ЧТО ТРЕБУЕТСЯ: Кто, согласно тексту о Боливаре, осмелился обвинить Боливара в притязании на корону?

ИСХОДНЫЙ ТЕКСТ:

»»

Англия не будет обижена, если выберут принца из династии Бурбонов? Неужели Вам не ясно, что все южноамериканские нации воспротивятся этому? Соединенные Штаты, которые считают, что у них есть право замучить весь континент во имя свободы, тоже будут против такого выбора. Я только что раскрыл крупный заговор против Колумбии, которой завидуют все республики Америки.
Пресса станет призывать к крестовому походу против тех, кто предал идеалы свободы, стал поддерживать Бурбонов и предал Америку. Перуанцы на юге, гватемальцы и мексиканцы — в районе Панамского перешейка, американцы — на Антильских островах и либералы всех мастей разожгут пламя вражды. Санто-Доминго не будет стоять в стороне. Эта страна обратится с призывом ко всем своим братьям и поднимет их против общего врага — Франции. У нас появится много врагов. Европа не сделает ничего, чтобы помочь нам. Она не станет жертвовать Священным союзом ради Нового Света».
Боливар не изменил республиканским убеждениям до конца своих дней, хотя позже, используя вышеприведенный отрывок, кое-кто из его врагов пытался утверждать обратное. Идея об установлении в стране монархической власти была забыта. Уильям Генри Харрисон, американский посланник в Великой Колумбии, осмелился обвинить Боливара в притязании на корону. Он поступил неосмотрительно, когда стал читать Боливару нравоучения об опасностях тирании. Вскоре во избежание высылки Харрисон вынужден был спешно покинуть Колумбию.
Английские солдаты много сделали для Южной Америки, английское правительство — очень мало. С Англии гнев Боливара переключился на Соединенные Штаты, которые ничем не помогли ему. Обращаясь к своему народу, Боливар шутя говорил, что ни один иностранец не захочет управлять такой анархичной страной, которая к тому же не способна содержать расточительный монархический двор.
Боливар оставался в Гуаякиле до лета 1829 года. В августе у него случился очередной приступ. Поначалу он с видимой откровенностью говорил о собственной отставке и передаче своей власти в другие руки. В письме к О’Лири Боливар писал:
«Мое настоящее состояние не идет ни в какое сравнение со всей прежней жизнью. Я абсолютно обессилел морально и физически. И уже ни на что не способен. Ничто не может вернуть меня к жизни. Мной овладели спокойствие и безразличие. Я убежден в своей неспособности продолжать общественную деятельность, поэтому считаю своим долгом поставить в известность ближайших друзей о своем желании навсегда оставить пост руководителя страны».

««

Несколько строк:
»»

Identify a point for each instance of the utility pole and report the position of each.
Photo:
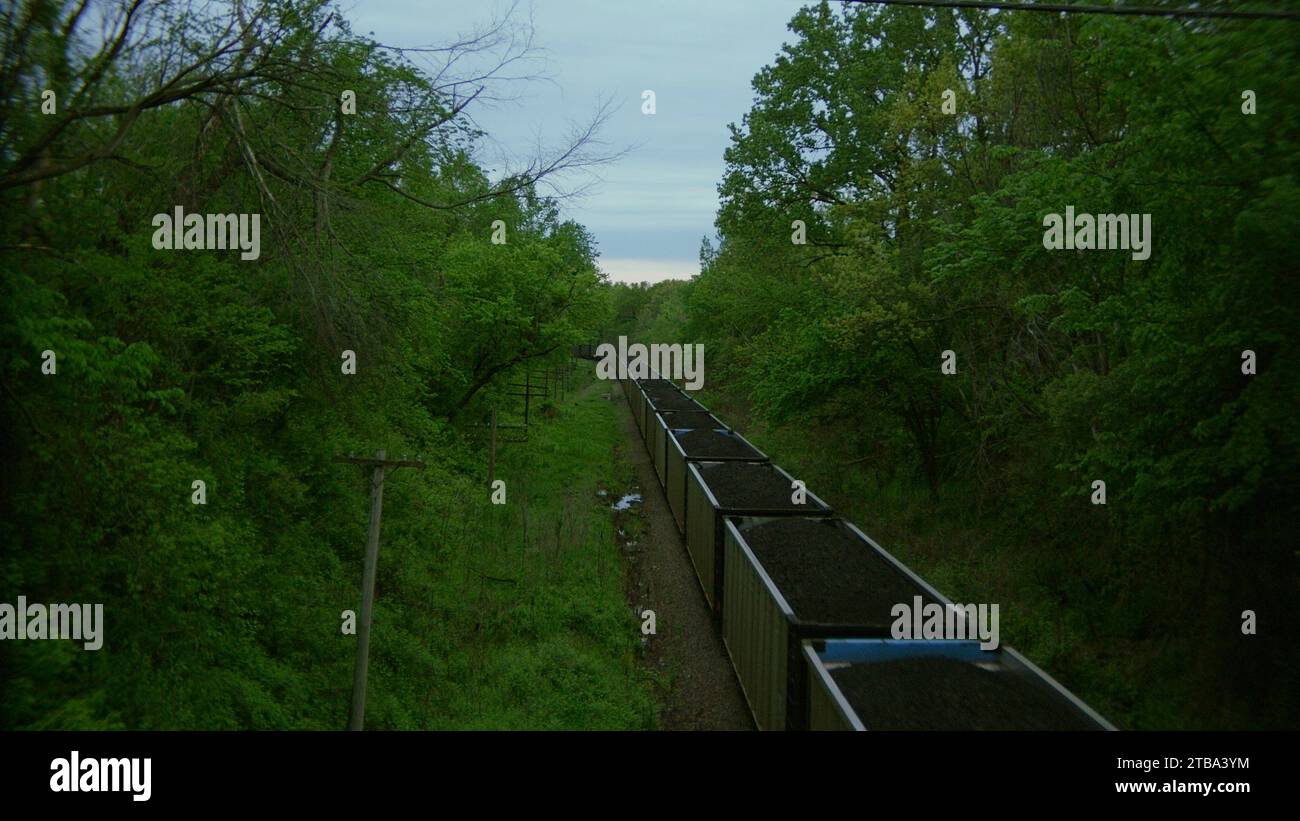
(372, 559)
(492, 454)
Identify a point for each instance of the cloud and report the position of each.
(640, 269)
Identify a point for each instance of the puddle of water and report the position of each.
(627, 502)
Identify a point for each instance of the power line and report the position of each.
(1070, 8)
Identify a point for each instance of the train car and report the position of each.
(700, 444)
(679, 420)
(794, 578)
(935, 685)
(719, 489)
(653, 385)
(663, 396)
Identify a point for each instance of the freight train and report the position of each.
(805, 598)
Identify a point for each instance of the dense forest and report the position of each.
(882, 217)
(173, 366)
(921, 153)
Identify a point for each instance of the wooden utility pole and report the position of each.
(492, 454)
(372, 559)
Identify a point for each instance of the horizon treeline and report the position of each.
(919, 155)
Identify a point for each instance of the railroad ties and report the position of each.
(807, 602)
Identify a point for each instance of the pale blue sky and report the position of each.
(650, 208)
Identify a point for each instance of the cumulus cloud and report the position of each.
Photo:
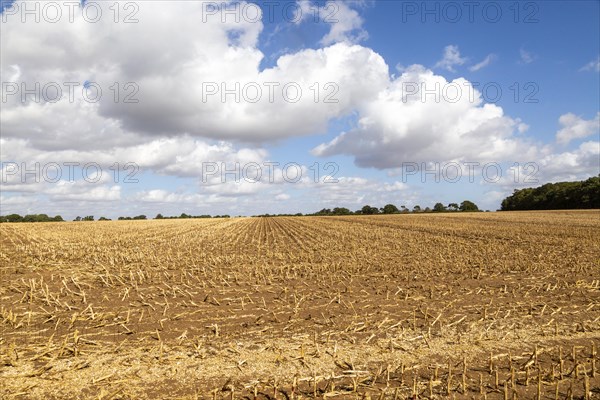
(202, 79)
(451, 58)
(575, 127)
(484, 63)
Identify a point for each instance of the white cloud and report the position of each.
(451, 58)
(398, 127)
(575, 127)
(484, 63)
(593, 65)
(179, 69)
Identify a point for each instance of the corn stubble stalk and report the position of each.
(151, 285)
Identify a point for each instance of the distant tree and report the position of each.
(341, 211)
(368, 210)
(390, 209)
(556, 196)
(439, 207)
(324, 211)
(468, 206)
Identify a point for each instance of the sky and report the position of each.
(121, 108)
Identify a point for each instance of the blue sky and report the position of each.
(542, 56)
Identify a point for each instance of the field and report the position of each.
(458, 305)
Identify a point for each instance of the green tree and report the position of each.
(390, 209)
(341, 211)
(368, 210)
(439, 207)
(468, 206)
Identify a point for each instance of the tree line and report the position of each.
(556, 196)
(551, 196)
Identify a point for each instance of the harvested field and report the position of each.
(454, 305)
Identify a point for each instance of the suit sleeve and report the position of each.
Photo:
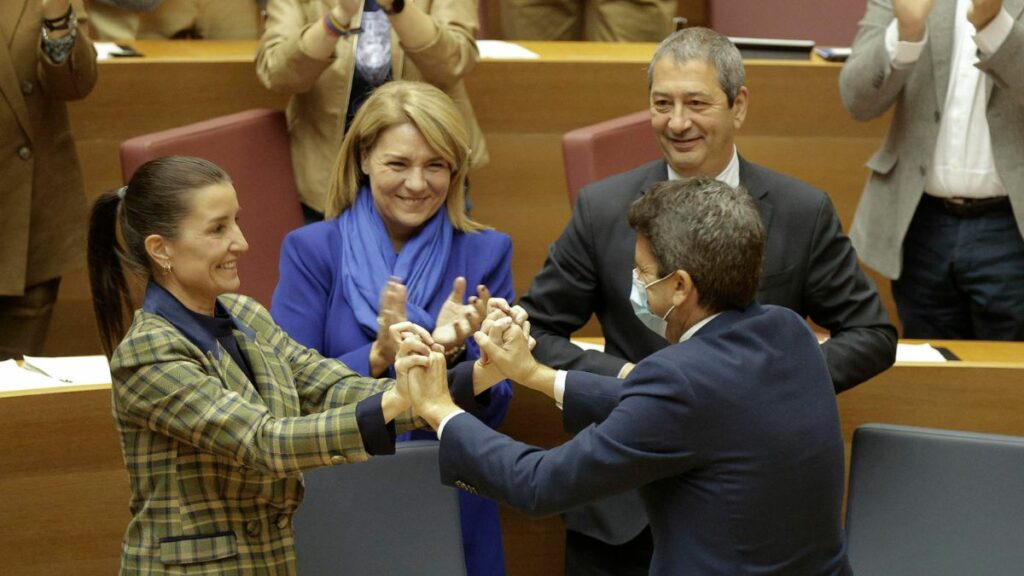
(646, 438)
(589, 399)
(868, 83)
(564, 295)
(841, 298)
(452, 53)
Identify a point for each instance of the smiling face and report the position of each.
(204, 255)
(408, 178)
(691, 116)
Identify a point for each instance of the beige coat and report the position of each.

««
»»

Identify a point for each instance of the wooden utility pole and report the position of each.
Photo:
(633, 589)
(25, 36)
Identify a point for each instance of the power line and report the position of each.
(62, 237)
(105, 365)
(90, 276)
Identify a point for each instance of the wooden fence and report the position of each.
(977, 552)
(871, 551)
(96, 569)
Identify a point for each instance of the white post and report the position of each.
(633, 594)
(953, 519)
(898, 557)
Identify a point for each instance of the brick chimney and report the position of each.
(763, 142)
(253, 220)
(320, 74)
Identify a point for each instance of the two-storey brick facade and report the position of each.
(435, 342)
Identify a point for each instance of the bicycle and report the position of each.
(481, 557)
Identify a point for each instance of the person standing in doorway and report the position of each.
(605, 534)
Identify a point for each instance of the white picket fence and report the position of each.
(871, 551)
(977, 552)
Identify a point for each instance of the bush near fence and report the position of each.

««
»»

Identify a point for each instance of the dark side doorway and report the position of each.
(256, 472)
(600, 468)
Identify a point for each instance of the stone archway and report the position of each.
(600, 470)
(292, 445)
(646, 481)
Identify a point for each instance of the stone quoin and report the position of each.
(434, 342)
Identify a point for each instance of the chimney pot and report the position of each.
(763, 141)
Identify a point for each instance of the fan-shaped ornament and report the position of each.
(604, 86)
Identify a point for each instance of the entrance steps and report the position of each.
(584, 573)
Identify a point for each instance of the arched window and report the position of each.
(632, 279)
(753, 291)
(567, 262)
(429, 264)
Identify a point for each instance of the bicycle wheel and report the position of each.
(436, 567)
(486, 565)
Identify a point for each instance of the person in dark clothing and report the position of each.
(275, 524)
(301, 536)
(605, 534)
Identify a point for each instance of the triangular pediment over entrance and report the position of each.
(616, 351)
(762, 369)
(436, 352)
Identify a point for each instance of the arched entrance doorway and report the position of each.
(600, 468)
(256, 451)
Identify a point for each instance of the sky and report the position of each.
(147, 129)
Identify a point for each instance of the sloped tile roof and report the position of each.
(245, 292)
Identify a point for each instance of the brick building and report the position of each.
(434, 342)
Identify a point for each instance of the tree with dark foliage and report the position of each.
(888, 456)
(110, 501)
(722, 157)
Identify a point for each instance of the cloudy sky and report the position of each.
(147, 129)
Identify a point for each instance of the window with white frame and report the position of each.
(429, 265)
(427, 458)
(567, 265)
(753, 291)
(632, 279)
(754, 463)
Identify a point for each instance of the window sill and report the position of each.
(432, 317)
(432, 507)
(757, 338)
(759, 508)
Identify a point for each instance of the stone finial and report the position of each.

««

ПОЛНЫЙ ОТВЕТ: Уильям Генри Харрисон, американский посланник в Великой Колумбии.